* [YOUR INSTRUCTIONS] Retype the part of the ecstasy experience report starting with "Ive just settled" and going on through "I shouldnt anymore.".

Citation: Metal. "A Year in Her Arms: An Experience with MDMA (Ecstasy) (exp20607)". Erowid.org. Oct 28, 2005. erowid.org/exp/20607
They call me Metal, I was named by the candy kids my first night rolling. In fact, ecstasy was my very first drug experience, and it made me fall in love with artificially altered conciousness. In the raver culture I had finally found somewhere I fit in, where I could develop useful social skills that I enjoyed (dancing), and a world full of love came in a little $20 pill. It all seemed so right. It made perfect sense. I dont remember why. After that, the other drugs came, too. Ive sampled and rejected nearly every drug in existance, because they simply dont measure up to ecstasy, or just dont make me feel good. Speeding and/or puking savagely is not a really appealing thing to plan the night around, but X always seemed such a harmless alternative to what I considered 'real' drugs.
Ive just settled in front of my computer after my last night of using ecstasy. I decided some time ago that the marginal costs have been outweighing the marginal benefit. My intention was to stop using, but I wanted one last night in the arms of ecstasy, and so I had one. I ate four pills, more than Ive ever taken in a night before, after a couple months off. It turns out, my tolerance didnt decrease over that time, and so I got very minimal effects with lots of side effects from these pills, despite their being of excellent quality (verified through chemical testing combined with verbal survey). Last night reminded me of the reasons I did ecstasy for so long (a long time in my view, just under a year) and so regularly, and the reasons why I shouldnt anymore.
Before I begin, I need to say that I dont recommend drug use to anyone who isnt fully prepared. Drugs, used improperly, will shatter dreams, and one will see one's life falling apart. Believe me, I was there. The secret is in how I talk to myself, how I view my relationship with said substance. If one is going to do a drug, do it out of a want, not a need. Needs get complicated, and chemical needs are simply absurd. It wont happen if a person is overly careful. Drugs are damn expensive, if you hadnt already noticed. In under a year I easily spent several thousands on my diverse and extended experimentation.
First, I'll describe the positive aspects in my life that have come about due to X. I used to be severely depressed. I was put on antidepressants, but they just made it worse. There really wasnt a whole lot that could be done. I was withdrawing farther and farther within my walls, granting access to none. That first night, it all changed. All of a sudden, there was love. The building was teeming with it. I made innumerable new friends, and they all remembered who I was the next time I went. Finally, a place to belong, where I can spend time with people with similar musical tastes. Ecstasy gave me something to look forward to in life, as twisted as that now sounds to me. I always knew she would be waiting to offer me her love... And she got me through the hardest year of my life. I was treated very well in our early encounters... The experience was so powerful, it called into question everything that I believed. I'm eternally grateful and respectful of the unique nature of the chemical interaction between my brain and my pills, but at the same time, see that the efficacy has run its course. Burnout is real. If my purpose for using this drug is to get the most I can out of it, in experience and emotional healing, it cannot be used to excess. Being constantly worn out from ecstasy use wont do my body or balance any good. It can leave me quite vulnerable.

* [RAW DATA]
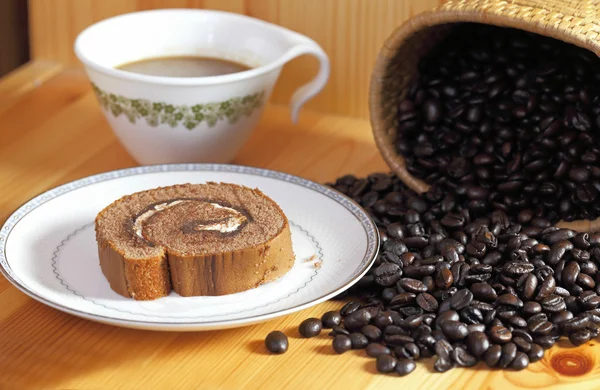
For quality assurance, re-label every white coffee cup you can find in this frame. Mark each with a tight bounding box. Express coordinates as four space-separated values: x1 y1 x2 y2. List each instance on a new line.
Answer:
75 9 329 164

* [SOLUTION TO THIS TASK]
Ive just settled in front of my computer after my last night of using ecstasy. I decided some time ago that the marginal costs have been outweighing the marginal benefit. My intention was to stop using, but I wanted one last night in the arms of ecstasy, and so I had one. I ate four pills, more than Ive ever taken in a night before, after a couple months off. It turns out, my tolerance didnt decrease over that time, and so I got very minimal effects with lots of side effects from these pills, despite their being of excellent quality (verified through chemical testing combined with verbal survey). Last night reminded me of the reasons I did ecstasy for so long (a long time in my view, just under a year) and so regularly, and the reasons why I shouldnt anymore.